[Labeled contour entries]
**********

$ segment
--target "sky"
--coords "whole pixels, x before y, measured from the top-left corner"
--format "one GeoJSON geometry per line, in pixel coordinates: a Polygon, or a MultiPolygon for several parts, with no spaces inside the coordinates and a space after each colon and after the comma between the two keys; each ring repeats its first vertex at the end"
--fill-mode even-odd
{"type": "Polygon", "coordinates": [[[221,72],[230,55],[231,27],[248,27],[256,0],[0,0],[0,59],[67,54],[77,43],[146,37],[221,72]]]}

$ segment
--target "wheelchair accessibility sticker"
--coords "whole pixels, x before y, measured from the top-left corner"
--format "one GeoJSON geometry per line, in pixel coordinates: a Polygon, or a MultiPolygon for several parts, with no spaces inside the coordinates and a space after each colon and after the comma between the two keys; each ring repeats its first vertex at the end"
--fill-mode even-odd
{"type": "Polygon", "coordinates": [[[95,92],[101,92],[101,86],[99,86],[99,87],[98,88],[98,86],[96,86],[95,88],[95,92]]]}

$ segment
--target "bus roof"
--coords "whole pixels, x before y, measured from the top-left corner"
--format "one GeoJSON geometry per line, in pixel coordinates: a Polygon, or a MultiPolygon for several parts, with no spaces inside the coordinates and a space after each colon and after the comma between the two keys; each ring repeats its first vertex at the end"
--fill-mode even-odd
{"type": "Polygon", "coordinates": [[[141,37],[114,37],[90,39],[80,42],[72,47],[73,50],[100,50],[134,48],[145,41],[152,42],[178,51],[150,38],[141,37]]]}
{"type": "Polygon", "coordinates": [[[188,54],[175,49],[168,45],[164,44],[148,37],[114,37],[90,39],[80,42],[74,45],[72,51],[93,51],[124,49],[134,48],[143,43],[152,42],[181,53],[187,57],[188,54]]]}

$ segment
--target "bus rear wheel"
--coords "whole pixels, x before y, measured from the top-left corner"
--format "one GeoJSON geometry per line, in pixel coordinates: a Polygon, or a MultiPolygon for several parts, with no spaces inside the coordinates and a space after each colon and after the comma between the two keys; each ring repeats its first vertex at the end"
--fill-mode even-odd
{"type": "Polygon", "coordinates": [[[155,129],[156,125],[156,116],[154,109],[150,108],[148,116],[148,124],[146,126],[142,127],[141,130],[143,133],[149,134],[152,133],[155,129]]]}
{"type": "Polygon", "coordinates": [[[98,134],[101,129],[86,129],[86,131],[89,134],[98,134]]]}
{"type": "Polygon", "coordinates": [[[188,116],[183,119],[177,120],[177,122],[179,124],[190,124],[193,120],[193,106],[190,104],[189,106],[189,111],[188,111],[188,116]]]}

**********

DO THIS =
Repeat the listing in full, keeping every line exactly as it is.

REPLY TO THE TASK =
$ segment
--target "sky"
--coords "whole pixels, x before y, measured from the top-left corner"
--format "one GeoJSON geometry per line, in pixel coordinates: a Polygon, or a MultiPolygon for several parts, with no spaces inside the coordinates and a space after each colon and after the comma between the two keys; each ring repeats its first vertex at the end"
--fill-mode even-odd
{"type": "Polygon", "coordinates": [[[221,72],[230,55],[231,27],[248,27],[256,0],[0,0],[0,59],[67,54],[77,43],[146,37],[221,72]]]}

$ segment
--target "wheelchair accessibility sticker"
--coords "whole pixels, x before y, measured from the top-left corner"
--format "one GeoJSON geometry per line, in pixel coordinates: a Polygon, or a MultiPolygon for several parts, with no spaces inside the coordinates and a space after each colon and after the comma between the two keys; each ring repeats its first vertex at the end"
--fill-mode even-odd
{"type": "Polygon", "coordinates": [[[95,92],[101,92],[101,86],[99,86],[99,87],[98,88],[98,86],[96,86],[95,88],[95,92]]]}

$ segment
--target "bus roof"
--coords "whole pixels, x before y, measured from the top-left corner"
--format "one GeoJSON geometry per line, in pixel coordinates: a Polygon, or a MultiPolygon for several parts, with no spaces inside the coordinates and a space after each colon and after the comma between the two keys; each ring repeats its first vertex at the end"
--fill-mode even-odd
{"type": "Polygon", "coordinates": [[[141,37],[114,37],[90,39],[80,42],[72,47],[73,50],[100,50],[134,48],[145,41],[152,42],[178,51],[150,38],[141,37]]]}
{"type": "Polygon", "coordinates": [[[188,54],[175,49],[168,45],[164,44],[148,37],[114,37],[90,39],[80,42],[74,45],[72,51],[93,51],[124,49],[134,48],[143,43],[152,42],[181,53],[187,57],[188,54]]]}

$ segment
--target "bus rear wheel"
--coords "whole pixels, x before y, measured from the top-left corner"
--format "one GeoJSON geometry per line, in pixel coordinates: a Polygon, or a MultiPolygon for several parts, with no spaces inside the coordinates and a space after each colon and after the comma between the two keys; each ring repeats its first vertex at the end"
--fill-mode even-odd
{"type": "Polygon", "coordinates": [[[155,129],[156,125],[156,116],[154,109],[150,108],[148,116],[148,124],[146,126],[142,127],[141,130],[143,133],[149,134],[152,133],[155,129]]]}
{"type": "Polygon", "coordinates": [[[98,134],[101,129],[86,129],[86,131],[89,134],[98,134]]]}
{"type": "Polygon", "coordinates": [[[188,116],[183,119],[177,120],[177,122],[179,124],[190,124],[193,120],[193,106],[190,104],[189,106],[189,111],[188,111],[188,116]]]}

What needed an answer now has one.